**What you are asked to do:** Give back the lines of the entries word for word, from the very first line up to and including the line containing "[(283, 366), (273, 323), (86, 313), (278, 366)]", leaving out the pictures.

=== Extracted material ===

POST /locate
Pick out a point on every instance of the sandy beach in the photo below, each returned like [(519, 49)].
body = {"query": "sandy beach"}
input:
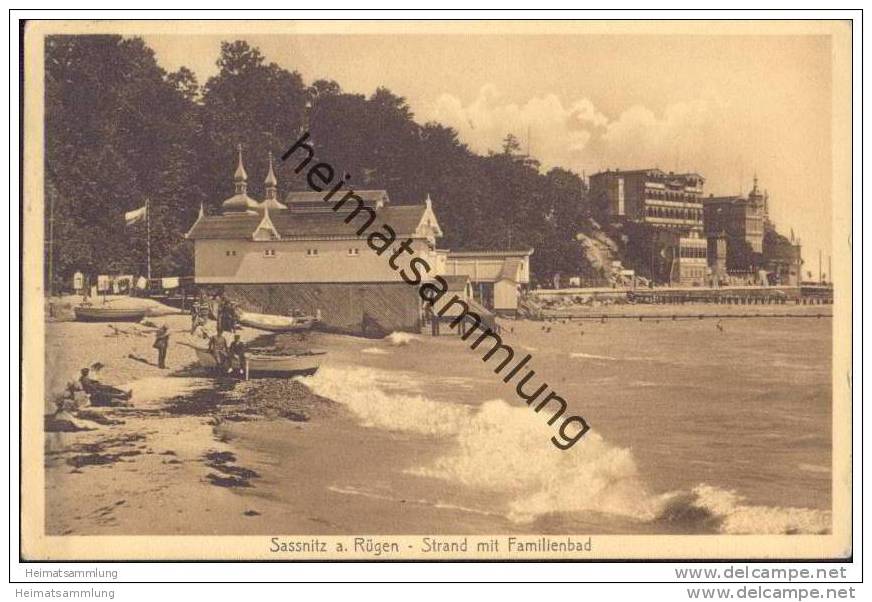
[(412, 434)]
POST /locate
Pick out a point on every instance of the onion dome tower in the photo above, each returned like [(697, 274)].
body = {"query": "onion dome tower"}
[(271, 186)]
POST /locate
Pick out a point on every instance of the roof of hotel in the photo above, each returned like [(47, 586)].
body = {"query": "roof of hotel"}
[(652, 172), (724, 199), (403, 219), (307, 196)]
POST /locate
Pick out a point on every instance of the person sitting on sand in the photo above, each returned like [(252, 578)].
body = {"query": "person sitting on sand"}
[(218, 349), (100, 394)]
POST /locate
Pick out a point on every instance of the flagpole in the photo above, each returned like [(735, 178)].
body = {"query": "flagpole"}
[(148, 238)]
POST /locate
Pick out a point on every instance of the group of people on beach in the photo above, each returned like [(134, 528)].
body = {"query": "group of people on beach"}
[(229, 359)]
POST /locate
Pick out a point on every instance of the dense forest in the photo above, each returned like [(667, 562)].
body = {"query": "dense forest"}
[(120, 129)]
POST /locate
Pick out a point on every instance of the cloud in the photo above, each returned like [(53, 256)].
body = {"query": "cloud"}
[(558, 133)]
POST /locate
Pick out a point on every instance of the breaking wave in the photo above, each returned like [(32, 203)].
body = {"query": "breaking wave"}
[(591, 356), (506, 449), (374, 351), (400, 339)]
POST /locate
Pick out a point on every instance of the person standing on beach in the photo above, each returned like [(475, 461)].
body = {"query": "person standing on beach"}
[(161, 343), (219, 316)]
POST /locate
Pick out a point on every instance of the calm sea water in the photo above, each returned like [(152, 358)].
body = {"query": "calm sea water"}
[(694, 430)]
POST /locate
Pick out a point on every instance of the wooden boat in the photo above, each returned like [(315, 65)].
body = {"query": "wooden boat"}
[(283, 366), (273, 323), (86, 313), (278, 366)]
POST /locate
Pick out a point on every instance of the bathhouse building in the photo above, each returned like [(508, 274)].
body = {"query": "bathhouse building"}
[(497, 277)]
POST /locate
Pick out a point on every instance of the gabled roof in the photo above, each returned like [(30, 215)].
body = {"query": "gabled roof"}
[(403, 219), (456, 283), (489, 253), (307, 196), (511, 270)]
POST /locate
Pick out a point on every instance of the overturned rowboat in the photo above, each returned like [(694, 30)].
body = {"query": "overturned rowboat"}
[(283, 366), (271, 366), (107, 314), (273, 323)]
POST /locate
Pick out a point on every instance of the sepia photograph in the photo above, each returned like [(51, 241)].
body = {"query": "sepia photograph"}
[(385, 290)]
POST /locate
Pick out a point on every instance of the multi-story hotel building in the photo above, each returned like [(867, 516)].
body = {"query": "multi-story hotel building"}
[(734, 227)]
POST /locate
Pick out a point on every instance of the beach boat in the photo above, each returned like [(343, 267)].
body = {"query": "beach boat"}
[(283, 366), (273, 323), (107, 314), (205, 358), (278, 366)]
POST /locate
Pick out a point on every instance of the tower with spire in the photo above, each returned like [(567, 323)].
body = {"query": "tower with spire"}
[(240, 201), (271, 188)]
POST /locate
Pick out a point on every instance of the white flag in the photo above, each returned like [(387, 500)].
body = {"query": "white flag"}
[(135, 216)]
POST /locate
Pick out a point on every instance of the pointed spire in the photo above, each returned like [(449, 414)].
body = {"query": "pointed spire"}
[(240, 177), (270, 182)]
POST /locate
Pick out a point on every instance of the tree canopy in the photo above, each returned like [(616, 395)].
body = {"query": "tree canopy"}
[(120, 129)]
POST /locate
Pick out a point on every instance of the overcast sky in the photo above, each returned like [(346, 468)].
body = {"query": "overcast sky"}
[(723, 106)]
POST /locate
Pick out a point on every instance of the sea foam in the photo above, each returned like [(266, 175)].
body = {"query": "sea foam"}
[(504, 449)]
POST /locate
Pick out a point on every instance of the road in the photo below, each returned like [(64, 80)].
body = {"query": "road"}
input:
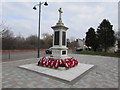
[(9, 56)]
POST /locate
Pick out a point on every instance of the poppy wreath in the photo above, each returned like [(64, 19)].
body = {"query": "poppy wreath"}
[(56, 63)]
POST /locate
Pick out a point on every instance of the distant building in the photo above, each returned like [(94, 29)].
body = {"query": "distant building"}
[(81, 44)]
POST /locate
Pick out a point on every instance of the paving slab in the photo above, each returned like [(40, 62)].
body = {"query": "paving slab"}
[(67, 75)]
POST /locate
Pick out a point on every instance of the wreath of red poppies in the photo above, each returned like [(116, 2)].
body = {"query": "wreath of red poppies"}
[(56, 63)]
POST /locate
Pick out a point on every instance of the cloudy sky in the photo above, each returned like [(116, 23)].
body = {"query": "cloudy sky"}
[(78, 16)]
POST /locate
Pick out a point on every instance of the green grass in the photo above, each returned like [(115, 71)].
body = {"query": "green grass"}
[(99, 53)]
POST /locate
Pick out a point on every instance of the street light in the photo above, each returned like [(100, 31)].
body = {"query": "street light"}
[(40, 3)]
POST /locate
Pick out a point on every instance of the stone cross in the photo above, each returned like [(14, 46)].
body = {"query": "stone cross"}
[(60, 11)]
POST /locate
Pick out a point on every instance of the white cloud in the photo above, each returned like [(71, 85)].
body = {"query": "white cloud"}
[(78, 16)]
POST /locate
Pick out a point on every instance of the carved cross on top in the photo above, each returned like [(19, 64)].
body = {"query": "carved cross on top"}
[(60, 11)]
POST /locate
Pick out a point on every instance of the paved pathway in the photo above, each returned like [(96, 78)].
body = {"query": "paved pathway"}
[(103, 75)]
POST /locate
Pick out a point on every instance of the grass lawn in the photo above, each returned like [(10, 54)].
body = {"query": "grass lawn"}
[(99, 53)]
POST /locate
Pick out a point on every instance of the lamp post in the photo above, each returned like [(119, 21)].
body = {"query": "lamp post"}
[(40, 3)]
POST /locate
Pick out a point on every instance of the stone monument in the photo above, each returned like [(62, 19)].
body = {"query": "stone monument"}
[(59, 49)]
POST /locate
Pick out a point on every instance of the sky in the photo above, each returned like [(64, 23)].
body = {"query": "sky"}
[(77, 16)]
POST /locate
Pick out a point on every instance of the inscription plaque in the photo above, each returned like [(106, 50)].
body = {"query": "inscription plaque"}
[(63, 52)]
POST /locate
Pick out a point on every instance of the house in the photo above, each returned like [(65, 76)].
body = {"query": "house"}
[(81, 44)]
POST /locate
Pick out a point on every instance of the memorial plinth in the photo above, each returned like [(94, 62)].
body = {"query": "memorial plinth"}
[(59, 49)]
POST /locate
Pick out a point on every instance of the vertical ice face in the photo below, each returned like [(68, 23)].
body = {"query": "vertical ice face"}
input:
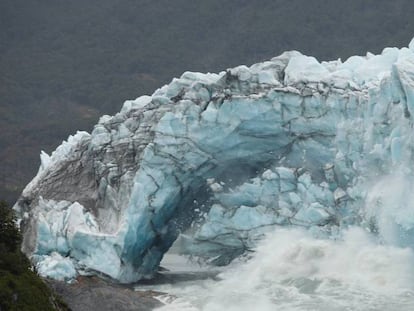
[(286, 142)]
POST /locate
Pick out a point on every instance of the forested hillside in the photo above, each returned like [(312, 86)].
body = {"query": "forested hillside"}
[(65, 63)]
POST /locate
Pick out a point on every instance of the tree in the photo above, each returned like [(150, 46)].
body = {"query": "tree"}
[(10, 237)]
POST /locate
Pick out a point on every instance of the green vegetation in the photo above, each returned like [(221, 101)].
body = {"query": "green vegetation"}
[(20, 288), (65, 63)]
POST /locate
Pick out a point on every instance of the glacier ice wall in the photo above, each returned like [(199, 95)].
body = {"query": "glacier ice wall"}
[(226, 158)]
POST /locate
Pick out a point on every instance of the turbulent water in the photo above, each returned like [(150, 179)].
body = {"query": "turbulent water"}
[(293, 271), (300, 166)]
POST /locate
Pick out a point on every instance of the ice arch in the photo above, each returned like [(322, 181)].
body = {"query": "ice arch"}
[(313, 133)]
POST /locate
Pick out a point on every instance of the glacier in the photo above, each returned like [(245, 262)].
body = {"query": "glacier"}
[(219, 160)]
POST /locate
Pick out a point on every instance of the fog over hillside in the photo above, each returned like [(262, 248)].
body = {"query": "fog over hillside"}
[(65, 63)]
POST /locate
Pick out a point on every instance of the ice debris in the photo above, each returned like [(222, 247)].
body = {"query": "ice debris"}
[(225, 158)]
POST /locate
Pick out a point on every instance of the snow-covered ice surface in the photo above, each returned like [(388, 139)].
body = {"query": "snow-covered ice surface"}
[(226, 159)]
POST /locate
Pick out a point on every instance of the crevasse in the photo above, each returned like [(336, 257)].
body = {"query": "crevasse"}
[(225, 158)]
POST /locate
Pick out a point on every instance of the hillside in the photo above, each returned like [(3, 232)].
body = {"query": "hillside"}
[(65, 63)]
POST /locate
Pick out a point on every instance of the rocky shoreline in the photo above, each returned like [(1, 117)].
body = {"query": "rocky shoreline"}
[(92, 293)]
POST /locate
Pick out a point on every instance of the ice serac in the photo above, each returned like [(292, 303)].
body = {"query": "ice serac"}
[(225, 158)]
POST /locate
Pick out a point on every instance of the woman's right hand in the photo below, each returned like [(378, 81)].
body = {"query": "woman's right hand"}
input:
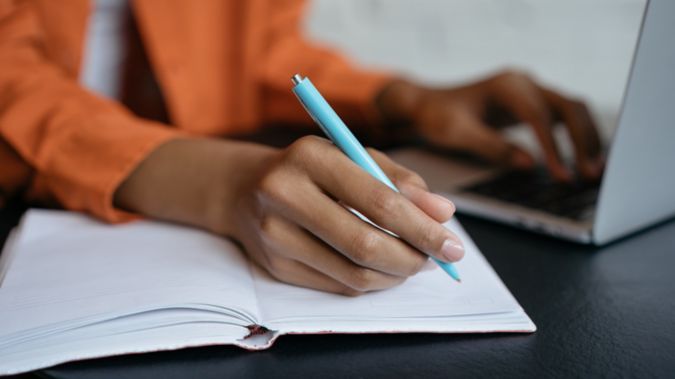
[(292, 222), (286, 208)]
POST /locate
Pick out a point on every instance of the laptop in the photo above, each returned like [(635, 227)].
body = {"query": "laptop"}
[(638, 186)]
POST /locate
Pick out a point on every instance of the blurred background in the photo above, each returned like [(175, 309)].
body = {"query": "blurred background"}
[(581, 47)]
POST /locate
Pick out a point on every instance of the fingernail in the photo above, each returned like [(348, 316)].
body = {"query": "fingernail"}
[(429, 266), (452, 250), (446, 201)]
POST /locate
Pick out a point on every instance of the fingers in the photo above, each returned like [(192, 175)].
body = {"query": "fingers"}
[(582, 130), (306, 260), (521, 96), (388, 209), (413, 187), (487, 143)]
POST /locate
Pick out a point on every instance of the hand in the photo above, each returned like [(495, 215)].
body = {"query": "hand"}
[(284, 206), (465, 118)]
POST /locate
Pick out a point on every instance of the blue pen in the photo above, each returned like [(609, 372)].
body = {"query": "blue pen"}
[(331, 124)]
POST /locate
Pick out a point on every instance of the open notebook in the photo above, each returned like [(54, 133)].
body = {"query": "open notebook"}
[(73, 288)]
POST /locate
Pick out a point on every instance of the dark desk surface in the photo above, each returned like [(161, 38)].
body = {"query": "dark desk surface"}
[(607, 312)]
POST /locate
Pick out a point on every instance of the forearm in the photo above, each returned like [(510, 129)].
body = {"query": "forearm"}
[(192, 181)]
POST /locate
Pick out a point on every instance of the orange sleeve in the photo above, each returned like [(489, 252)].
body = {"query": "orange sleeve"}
[(81, 147), (350, 91)]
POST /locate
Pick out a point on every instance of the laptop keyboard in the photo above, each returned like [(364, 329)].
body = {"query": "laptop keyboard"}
[(536, 190)]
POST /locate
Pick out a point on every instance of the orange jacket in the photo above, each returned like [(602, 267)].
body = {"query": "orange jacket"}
[(223, 67)]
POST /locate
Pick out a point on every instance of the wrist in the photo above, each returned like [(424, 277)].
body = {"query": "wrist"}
[(192, 181)]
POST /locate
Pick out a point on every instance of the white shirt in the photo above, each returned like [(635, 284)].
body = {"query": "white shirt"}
[(104, 51)]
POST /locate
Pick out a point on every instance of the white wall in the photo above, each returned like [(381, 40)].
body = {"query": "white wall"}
[(581, 46)]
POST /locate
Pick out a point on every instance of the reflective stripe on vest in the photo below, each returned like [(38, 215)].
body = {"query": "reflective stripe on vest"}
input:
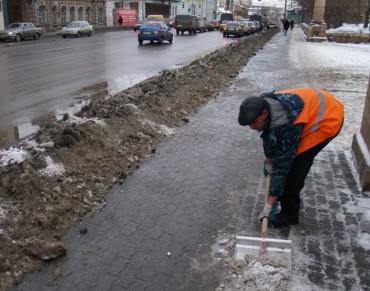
[(320, 116)]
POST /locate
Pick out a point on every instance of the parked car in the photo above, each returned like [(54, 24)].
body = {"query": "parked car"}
[(213, 25), (155, 31), (233, 28), (250, 27), (186, 23), (202, 26), (76, 29), (138, 24), (155, 17), (223, 25), (20, 31)]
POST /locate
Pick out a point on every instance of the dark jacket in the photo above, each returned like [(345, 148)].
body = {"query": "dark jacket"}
[(281, 136), (286, 24)]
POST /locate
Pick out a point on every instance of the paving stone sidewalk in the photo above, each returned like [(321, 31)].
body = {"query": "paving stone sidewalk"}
[(206, 180)]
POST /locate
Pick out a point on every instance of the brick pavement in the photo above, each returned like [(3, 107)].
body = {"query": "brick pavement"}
[(204, 181)]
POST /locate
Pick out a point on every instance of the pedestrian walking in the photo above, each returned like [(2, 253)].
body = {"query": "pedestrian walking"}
[(286, 25), (296, 124)]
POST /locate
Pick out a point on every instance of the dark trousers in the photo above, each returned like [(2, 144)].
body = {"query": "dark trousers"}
[(290, 200)]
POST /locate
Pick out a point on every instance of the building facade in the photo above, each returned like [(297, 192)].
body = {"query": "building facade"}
[(200, 8), (53, 14)]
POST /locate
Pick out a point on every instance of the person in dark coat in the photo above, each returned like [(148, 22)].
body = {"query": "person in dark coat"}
[(286, 25), (295, 125)]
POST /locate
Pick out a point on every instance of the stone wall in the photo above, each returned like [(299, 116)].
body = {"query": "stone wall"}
[(361, 145)]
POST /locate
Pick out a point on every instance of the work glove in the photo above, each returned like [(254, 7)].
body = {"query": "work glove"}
[(268, 211), (267, 168)]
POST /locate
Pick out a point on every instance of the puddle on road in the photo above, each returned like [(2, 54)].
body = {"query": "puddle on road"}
[(99, 90)]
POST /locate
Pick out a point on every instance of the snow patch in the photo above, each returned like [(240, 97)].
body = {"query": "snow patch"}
[(160, 128), (363, 239), (52, 169), (12, 156), (78, 120)]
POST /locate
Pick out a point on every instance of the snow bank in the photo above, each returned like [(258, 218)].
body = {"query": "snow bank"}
[(349, 28), (52, 169), (79, 120), (12, 156), (160, 128)]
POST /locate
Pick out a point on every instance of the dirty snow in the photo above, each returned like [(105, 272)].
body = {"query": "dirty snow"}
[(78, 120), (52, 169), (363, 239), (349, 28), (160, 128), (12, 156)]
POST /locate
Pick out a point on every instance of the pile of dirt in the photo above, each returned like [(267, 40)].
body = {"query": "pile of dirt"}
[(71, 164)]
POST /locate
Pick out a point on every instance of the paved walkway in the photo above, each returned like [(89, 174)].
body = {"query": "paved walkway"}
[(203, 182)]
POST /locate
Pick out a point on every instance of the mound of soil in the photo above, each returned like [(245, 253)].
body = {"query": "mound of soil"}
[(73, 163)]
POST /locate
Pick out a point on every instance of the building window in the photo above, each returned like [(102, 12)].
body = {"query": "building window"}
[(42, 15), (63, 15), (88, 14), (100, 15), (72, 14), (54, 15), (80, 13)]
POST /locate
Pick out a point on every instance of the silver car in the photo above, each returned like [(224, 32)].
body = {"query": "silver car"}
[(20, 31), (76, 29)]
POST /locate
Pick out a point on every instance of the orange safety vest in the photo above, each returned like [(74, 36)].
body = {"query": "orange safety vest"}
[(322, 116)]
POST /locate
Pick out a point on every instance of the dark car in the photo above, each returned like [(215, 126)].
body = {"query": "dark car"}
[(233, 28), (213, 25), (187, 23), (138, 24), (202, 26), (155, 31), (20, 31)]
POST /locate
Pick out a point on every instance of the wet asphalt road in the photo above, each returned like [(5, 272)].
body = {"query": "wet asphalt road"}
[(40, 77)]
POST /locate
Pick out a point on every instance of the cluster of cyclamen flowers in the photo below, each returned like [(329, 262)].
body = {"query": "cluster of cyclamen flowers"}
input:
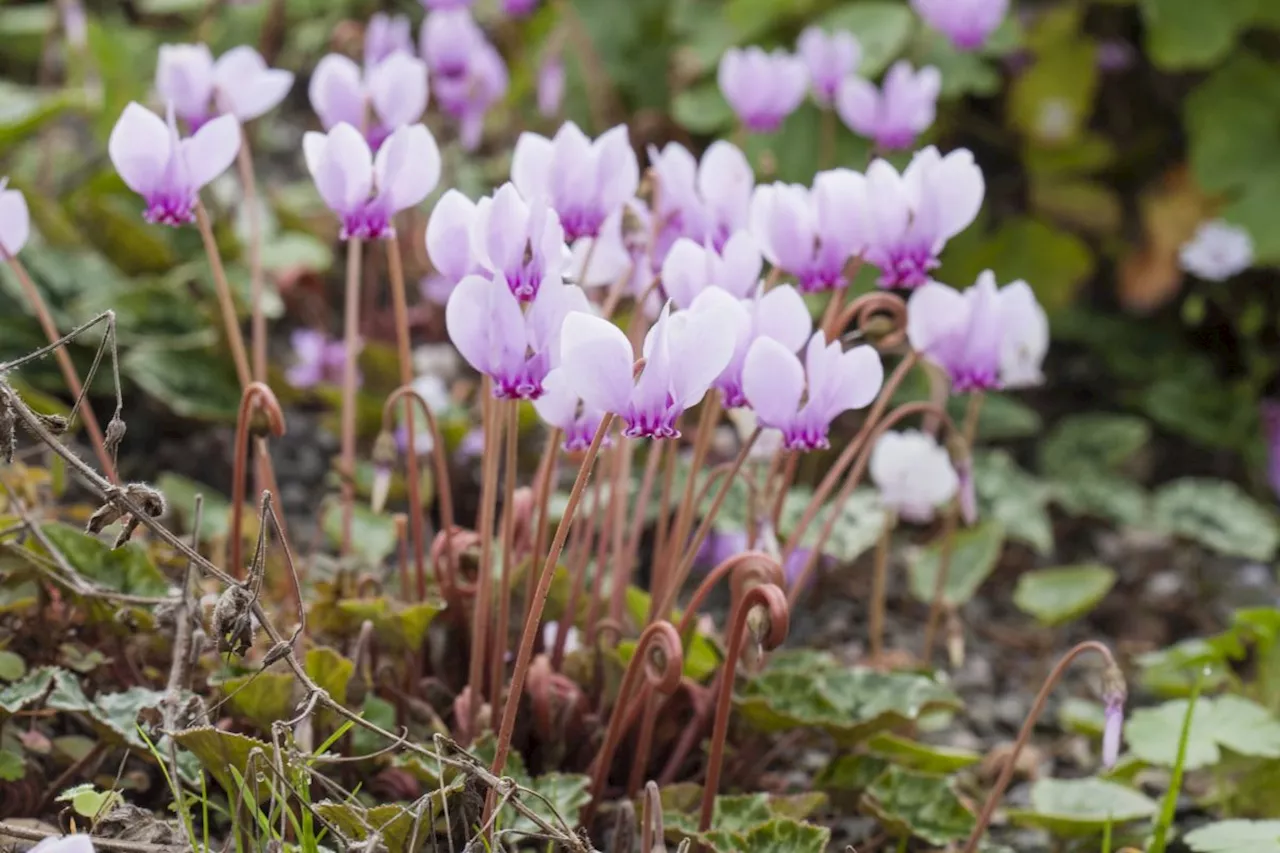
[(766, 87)]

===

**Exercise answer:**
POST /locate
Pick out a point on every instance of the sandy beach in the photo below, each returned like [(519, 49)].
body = {"query": "sandy beach"}
input:
[(412, 434)]
POST /locate
Pick out a point on every instance of the onion dome tower in the photo above, each returned like [(697, 274)].
body = {"query": "onion dome tower"}
[(271, 186)]
POST /locate
Pick out a point on every instance of the roof of hotel in the photo above, each returned like [(47, 586)].
body = {"query": "roof of hotel"}
[(652, 172), (724, 199), (403, 219), (307, 196)]
POST /locate
Pick out a point on every instance of the person sitting on sand in the photo above, each returned like [(252, 578)].
body = {"query": "person sitting on sand"}
[(218, 349), (100, 394)]
POST /locate
Pick out a point on every instance of the flagpole in the photo above, each returned like [(735, 178)].
body = {"query": "flagpole"}
[(148, 238)]
POST /locate
Pick out a point on every instance of the group of people on beach in the photo above, each returned like [(134, 528)].
body = {"query": "group of people on beach"}
[(229, 359)]
POST /locate
Pick out a point on every instance of the dense forest in the photo above, each returned like [(667, 562)].
body = {"query": "dense forest"}
[(120, 129)]
POST /locate
Pick out a point on every instance of the cloud in the photo above, each returned like [(53, 256)].
body = {"query": "cloud"}
[(558, 133)]
POST /locate
Pick out a point on every instance of the breaking wave in the photo above, each returned like [(32, 203)].
body = {"query": "breaking wave"}
[(591, 356), (506, 449), (374, 351), (400, 339)]
POST /locate
Pick out a point on every instance of the person standing on beach in the photo above, each returned like [(475, 461)].
body = {"query": "person standing on beach"}
[(161, 343), (219, 316)]
POST /locate
Pick out a point on every instance of the calm sea water in the photo above, each returned like [(152, 358)].
body = {"query": "calm sea water"}
[(694, 430)]
POST /locate
Pick out a point on every instance of the wooden boat in the photo above, each returned like [(315, 65)].
body = {"query": "wooden boat"}
[(283, 366), (273, 323), (86, 313), (278, 366)]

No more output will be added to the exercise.